### Required task
Rewrite the lines of the data that begin at the line containing "Can you find the black shoe" and stop after the line containing "[[173, 514], [608, 610], [265, 488]]", replacing "black" with "navy" and leaving everything else unchanged. Return only those lines.

__________

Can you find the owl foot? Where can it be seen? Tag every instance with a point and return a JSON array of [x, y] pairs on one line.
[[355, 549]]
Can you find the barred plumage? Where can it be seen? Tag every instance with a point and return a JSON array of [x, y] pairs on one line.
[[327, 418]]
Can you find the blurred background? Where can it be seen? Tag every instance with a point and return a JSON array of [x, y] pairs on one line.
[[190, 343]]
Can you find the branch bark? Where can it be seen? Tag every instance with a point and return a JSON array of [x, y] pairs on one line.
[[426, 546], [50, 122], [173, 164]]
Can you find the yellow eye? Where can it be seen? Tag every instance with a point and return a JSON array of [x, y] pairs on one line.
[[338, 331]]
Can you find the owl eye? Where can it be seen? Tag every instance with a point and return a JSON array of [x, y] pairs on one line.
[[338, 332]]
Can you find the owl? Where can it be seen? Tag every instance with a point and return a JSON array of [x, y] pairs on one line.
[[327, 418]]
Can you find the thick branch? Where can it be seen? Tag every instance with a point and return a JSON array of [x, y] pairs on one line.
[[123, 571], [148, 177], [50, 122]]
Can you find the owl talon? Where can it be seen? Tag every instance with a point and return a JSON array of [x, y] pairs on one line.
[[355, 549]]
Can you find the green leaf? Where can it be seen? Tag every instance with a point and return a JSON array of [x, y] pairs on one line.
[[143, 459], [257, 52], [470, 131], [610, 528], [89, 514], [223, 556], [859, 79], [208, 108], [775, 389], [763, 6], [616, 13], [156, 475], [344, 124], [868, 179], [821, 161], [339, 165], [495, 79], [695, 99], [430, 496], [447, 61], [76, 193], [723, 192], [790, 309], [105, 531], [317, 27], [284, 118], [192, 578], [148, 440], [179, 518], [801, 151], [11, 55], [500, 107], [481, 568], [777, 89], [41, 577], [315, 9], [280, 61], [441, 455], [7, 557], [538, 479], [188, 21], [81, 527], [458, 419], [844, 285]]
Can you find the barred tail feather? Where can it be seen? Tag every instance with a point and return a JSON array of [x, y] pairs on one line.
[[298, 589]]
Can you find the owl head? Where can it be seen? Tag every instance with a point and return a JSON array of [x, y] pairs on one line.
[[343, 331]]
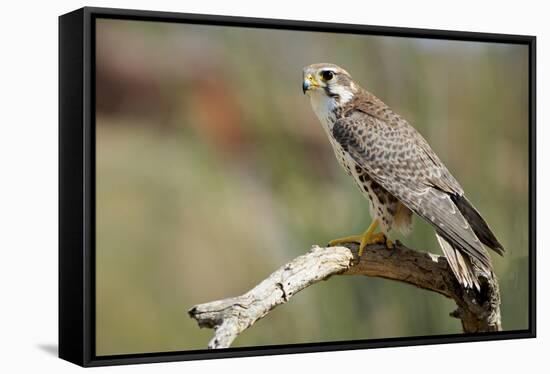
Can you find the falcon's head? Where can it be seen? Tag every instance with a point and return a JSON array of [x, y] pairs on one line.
[[328, 86]]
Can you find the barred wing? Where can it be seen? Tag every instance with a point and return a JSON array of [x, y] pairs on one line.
[[401, 161]]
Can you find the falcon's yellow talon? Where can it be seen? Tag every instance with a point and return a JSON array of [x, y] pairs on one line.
[[366, 238], [346, 239]]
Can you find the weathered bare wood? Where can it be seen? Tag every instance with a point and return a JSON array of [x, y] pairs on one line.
[[478, 311]]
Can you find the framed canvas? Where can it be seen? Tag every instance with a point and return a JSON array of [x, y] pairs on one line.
[[208, 163]]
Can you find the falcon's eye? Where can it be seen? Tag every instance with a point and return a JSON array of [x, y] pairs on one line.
[[327, 75]]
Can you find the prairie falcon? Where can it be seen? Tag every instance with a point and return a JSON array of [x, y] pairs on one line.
[[395, 168]]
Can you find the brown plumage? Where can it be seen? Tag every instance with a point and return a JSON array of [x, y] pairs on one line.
[[395, 168]]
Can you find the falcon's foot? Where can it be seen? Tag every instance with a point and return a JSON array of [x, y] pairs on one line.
[[366, 238]]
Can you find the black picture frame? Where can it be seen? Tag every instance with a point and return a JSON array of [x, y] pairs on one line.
[[77, 184]]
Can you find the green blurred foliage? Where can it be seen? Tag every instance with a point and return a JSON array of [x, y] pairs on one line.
[[212, 171]]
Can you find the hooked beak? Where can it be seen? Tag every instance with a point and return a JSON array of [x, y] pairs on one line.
[[308, 83]]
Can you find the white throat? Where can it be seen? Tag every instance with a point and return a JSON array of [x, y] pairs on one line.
[[324, 105]]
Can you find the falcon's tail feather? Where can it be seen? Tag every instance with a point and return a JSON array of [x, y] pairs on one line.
[[478, 224], [460, 265]]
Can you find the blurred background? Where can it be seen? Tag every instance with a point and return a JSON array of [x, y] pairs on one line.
[[213, 171]]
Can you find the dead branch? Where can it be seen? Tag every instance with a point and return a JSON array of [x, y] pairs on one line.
[[478, 311]]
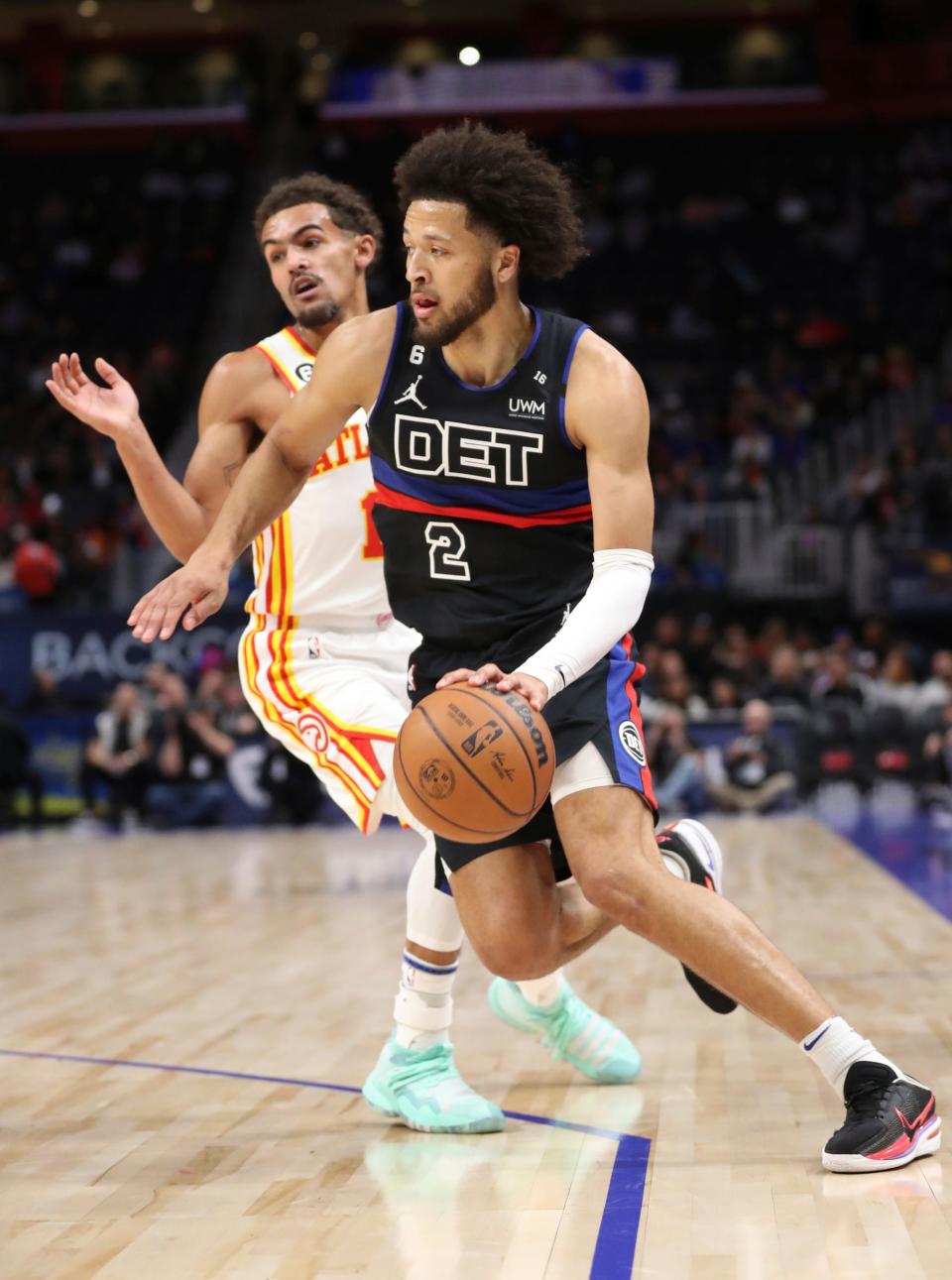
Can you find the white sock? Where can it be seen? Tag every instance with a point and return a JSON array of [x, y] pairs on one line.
[[834, 1046], [423, 1006], [542, 990]]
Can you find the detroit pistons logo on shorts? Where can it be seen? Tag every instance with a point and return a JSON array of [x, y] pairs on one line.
[[630, 738], [481, 738], [436, 778]]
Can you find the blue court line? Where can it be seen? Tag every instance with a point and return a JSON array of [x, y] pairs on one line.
[[618, 1229]]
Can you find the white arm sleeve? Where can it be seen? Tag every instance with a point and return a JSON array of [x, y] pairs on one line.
[[608, 610]]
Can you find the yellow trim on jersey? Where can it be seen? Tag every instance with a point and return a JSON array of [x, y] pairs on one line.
[[335, 730]]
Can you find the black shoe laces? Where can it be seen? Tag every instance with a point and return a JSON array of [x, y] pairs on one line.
[[867, 1100]]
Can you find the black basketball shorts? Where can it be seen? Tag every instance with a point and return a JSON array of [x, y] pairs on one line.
[[599, 711]]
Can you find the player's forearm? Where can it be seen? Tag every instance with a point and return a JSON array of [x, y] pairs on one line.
[[173, 514], [608, 610], [265, 488]]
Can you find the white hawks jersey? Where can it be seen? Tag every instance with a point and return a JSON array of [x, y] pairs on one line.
[[321, 562]]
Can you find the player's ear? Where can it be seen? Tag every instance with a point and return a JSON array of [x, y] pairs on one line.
[[507, 263], [364, 251]]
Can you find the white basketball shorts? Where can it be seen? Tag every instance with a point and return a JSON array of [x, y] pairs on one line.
[[335, 700]]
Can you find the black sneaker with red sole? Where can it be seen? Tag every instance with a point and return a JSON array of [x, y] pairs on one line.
[[891, 1120]]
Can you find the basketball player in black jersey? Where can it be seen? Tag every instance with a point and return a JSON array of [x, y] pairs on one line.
[[516, 510]]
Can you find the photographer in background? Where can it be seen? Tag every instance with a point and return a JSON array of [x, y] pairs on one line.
[[188, 753], [118, 756], [757, 773], [675, 764]]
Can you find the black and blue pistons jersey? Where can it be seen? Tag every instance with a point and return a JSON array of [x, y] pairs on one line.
[[483, 501]]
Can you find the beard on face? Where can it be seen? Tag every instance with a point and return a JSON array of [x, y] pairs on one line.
[[318, 315], [466, 312]]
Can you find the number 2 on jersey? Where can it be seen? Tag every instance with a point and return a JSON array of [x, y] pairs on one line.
[[373, 546], [446, 550]]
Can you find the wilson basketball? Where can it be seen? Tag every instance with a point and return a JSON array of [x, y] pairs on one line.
[[472, 764]]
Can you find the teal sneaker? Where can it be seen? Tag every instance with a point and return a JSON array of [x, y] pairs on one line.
[[569, 1029], [425, 1091]]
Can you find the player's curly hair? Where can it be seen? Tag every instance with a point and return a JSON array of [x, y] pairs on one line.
[[346, 205], [508, 185]]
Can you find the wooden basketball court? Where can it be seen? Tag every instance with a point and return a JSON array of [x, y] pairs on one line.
[[185, 1020]]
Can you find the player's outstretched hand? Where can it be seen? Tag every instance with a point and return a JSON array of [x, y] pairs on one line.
[[110, 409], [197, 590], [526, 686]]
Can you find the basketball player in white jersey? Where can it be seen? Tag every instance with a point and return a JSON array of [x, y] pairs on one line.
[[322, 660]]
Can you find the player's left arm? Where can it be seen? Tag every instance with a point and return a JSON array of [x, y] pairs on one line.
[[605, 414]]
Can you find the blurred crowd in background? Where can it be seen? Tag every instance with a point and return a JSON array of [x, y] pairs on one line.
[[768, 294], [115, 256], [779, 272]]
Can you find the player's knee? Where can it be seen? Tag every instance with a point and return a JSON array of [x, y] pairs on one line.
[[516, 954], [620, 887]]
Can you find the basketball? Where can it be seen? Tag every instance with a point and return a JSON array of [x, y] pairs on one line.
[[474, 764]]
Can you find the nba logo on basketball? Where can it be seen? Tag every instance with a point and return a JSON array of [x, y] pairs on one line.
[[481, 738]]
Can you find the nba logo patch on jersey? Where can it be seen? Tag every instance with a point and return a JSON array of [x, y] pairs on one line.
[[631, 740]]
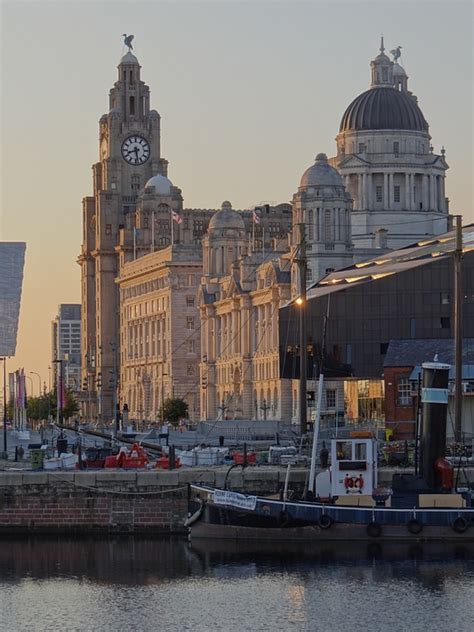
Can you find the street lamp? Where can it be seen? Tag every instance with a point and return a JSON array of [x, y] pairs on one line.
[[39, 381]]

__________

### Task answer
Can you find the navy shoe laces? Where can it be seen? Tag every instance with a point and return a JSON array of [x, y] pairs on one line.
[[867, 1100]]
Can you find the navy basketball shorts? Where can it be seen? Tag every instance with a point and return a JSON array of [x, y] pairs on one line.
[[599, 711]]
Can you find the player's forearm? Where can it be seen? Tag every instance with a point and return a JSON array of [x, y] pairs on one line.
[[173, 514], [608, 610], [265, 488]]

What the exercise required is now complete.